━━━━━ Отрывок

Немецкие летчики бомбили березовую рощу метрах в трехстах от дороги. Там, около опушки, стояли небольшие стога свежего сена, паслись коровы. Видимо, немцы посчитали стога сена за какие-то партизанские шалаши и весь свой бомбовый запас обрушили на молодые березки. Только на последнем заходе летчики заметили на дороге повозки с ранеными. Прицельной пулеметной очередью ударили по ним. Было видно, как пули подняли на дороге пыльные фонтанчики, но из раненых никто не пострадал. Убило только одну лошадь и пулей разорвало железный обруч переднего колеса. Мы перенесли раненых на другую телегу и через сорок минут уже были в условленном месте.

Нас ждали. У обочины дороги стояли женщины, дети. В руках у них были кувшины с молоком, хлеб, варепая картошка. Местные жители прекрасно понимали, что только за одно сочувствие к партизанам их ожидала жестокая расправа немцев. Каждый вражеский солдат или полицейский, согласно инструкции гитлеровского генерала фон Браухича, мог и должен был убивать всякого советского человека, который покажется ему подозрительным: ребенка, женщину, старика. «Правильно поступает тот, — говорилось в инструкции Браухича, — кто полностью пренебрегает личными чувствами, действует беспощадно и бессердечно».

А в секретной директиве разведывателнього отряда 26-й пехотной немецкой дивизии говорилось:

«Следует расстреливать: лиц в гражданском или полугражданском платье, которые подозреваются в хранении оружия или в том, что они принимали участие во враждебных действиях против германской армии.

━━━━━━━━━━
━━━━━ Исходные строки

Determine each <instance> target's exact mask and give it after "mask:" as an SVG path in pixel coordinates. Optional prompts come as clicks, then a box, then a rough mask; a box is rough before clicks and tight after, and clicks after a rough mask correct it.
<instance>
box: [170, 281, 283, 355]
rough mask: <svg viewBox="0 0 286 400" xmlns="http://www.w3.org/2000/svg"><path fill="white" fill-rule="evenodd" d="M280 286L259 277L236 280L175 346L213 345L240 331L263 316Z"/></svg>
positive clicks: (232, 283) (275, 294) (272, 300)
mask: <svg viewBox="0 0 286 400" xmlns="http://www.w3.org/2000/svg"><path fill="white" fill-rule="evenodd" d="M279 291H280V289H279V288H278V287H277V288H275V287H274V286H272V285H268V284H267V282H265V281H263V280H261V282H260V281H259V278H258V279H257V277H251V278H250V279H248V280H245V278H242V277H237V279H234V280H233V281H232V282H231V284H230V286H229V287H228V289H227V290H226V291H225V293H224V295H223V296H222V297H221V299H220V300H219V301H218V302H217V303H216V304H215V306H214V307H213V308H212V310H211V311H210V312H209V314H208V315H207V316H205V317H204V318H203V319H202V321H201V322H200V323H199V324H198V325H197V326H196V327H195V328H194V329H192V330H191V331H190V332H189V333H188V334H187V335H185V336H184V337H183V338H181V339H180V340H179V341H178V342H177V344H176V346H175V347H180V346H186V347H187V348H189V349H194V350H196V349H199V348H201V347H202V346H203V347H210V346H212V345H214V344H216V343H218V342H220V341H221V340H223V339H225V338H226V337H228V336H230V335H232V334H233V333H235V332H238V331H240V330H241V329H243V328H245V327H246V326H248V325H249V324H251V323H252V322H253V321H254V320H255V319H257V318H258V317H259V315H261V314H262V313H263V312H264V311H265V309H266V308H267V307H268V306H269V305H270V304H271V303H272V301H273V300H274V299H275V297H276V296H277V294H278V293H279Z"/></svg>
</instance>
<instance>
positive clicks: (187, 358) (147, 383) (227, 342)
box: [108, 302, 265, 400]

━━━━━━━━━━

Задания:
(A) Перечислите всех, кого, согласно инструкции фон Браухича в отрывке о партизанах, вражеский солдат или полицейский мог и должен был убивать, если человек покажется ему подозрительным.
(B) Выпишите без изменений фрагмент отрывка о партизанах, который открывается словами «Нас ждали. У» и заканчивается словами «против германской армии.».
(C) Допишите отрывок о партизанах и раненых, продолжив его после последнего приведенного предложения.

Ответы к заданиям:
(A) Ребенка, женщину, старика.

(B)
Нас ждали. У обочины дороги стояли женщины, дети. В руках у них были кувшины с молоком, хлеб, варепая картошка. Местные жители прекрасно понимали, что только за одно сочувствие к партизанам их ожидала жестокая расправа немцев. Каждый вражеский солдат или полицейский, согласно инструкции гитлеровского генерала фон Браухича, мог и должен был убивать всякого советского человека, который покажется ему подозрительным: ребенка, женщину, старика. «Правильно поступает тот, — говорилось в инструкции Браухича, — кто полностью пренебрегает личными чувствами, действует беспощадно и бессердечно».

А в секретной директиве разведывателнього отряда 26-й пехотной немецкой дивизии говорилось:

«Следует расстреливать: лиц в гражданском или полугражданском платье, которые подозреваются в хранении оружия или в том, что они принимали участие во враждебных действиях против германской армии.

(C)
Следует вешать, — лиц, уличенных в явной принадлежности к партизанам. Устрашение усиливается путем вывешивания надписей».

Но все эти людоедские инструкции и директивы бледнели перед зверством оккупантов. Каратели жгли дома, отрезали головы детям, штыками кололи стариков и женщин. Я видел это своими глазами. Я видел вместо сел голые пепелища, вместо счастливого смеха слышал предсмертный детский хрип. До сих пор не могу забыть пятилетнего мальчика, пригвожденного к полу кинжальным немецким штыком. Это было в одной из весок (так белорусы называют свои села) под Дриссой.

И все же население встречало нас радостно и хлебосольно.

— Оставьте раненых у меня! — просила дородная сероглазая крестьянка. — У меня всегда молоко свежее, яйца, мясо.

Нашему взводу командир отряда приказал расположиться в здании начальной школы. Мы бережно вынесли во двор парты, шкафы, стенные доски. В классах поставили нары, сделали пирамиды для оружия. Там, где это требовалось, вырыли траншеи, окопы, тщательно замаскировали пулеметные и другие огневые точки.

Несколько дней отдыхали, набирались сил. Впереди нас ожидали новые бои и походы. Но и во время отдыха отдельные рейдирующие группы нашего отряда занимались диверсиями. Рельсовая война велась безостановочно.

Скрытно, бездорожьем диверсионные группы пробирались к магистралям Вильнюс — Двинск, Двинск — Рига, Двинск — Витебск, Каунас — Вильнюс. Некоторые участки железных дорог были полностью выведены из строя, на других шли под откос воинские эшелоны с техникой и живой силой. Лучший подрывник нашего отряда Кузнецов (имени и отчества, к большому сожалению, я не помню) за особо удачную диверсию был награжден орденом Красной Звезды.

Наш взвод после выздоровления снова возглавил Леонид Савченко. Высокий и круглолицый, с ястребиными глазами, он ходил по пустым классам школы и недовольно ворчал:

— Пустует. Третий год не учатся дети! А я ведь учителем до войны работал.

Я сидел у окна и разбирал трофейную винтовку бельгийского производства. Мне не терпелось узнать ее устройство. Патроны к ней были очень маленькими, с узкими латунными пулями.

— Изучаешь? — взводный пальцем постучал по прикладу. — Сколько лет тебе?

— Семнадцать.

— Да… уже бы десятый класс кончал. А ты воюешь… Технику бельгийскую изучаешь, — грустно усмехнулся он.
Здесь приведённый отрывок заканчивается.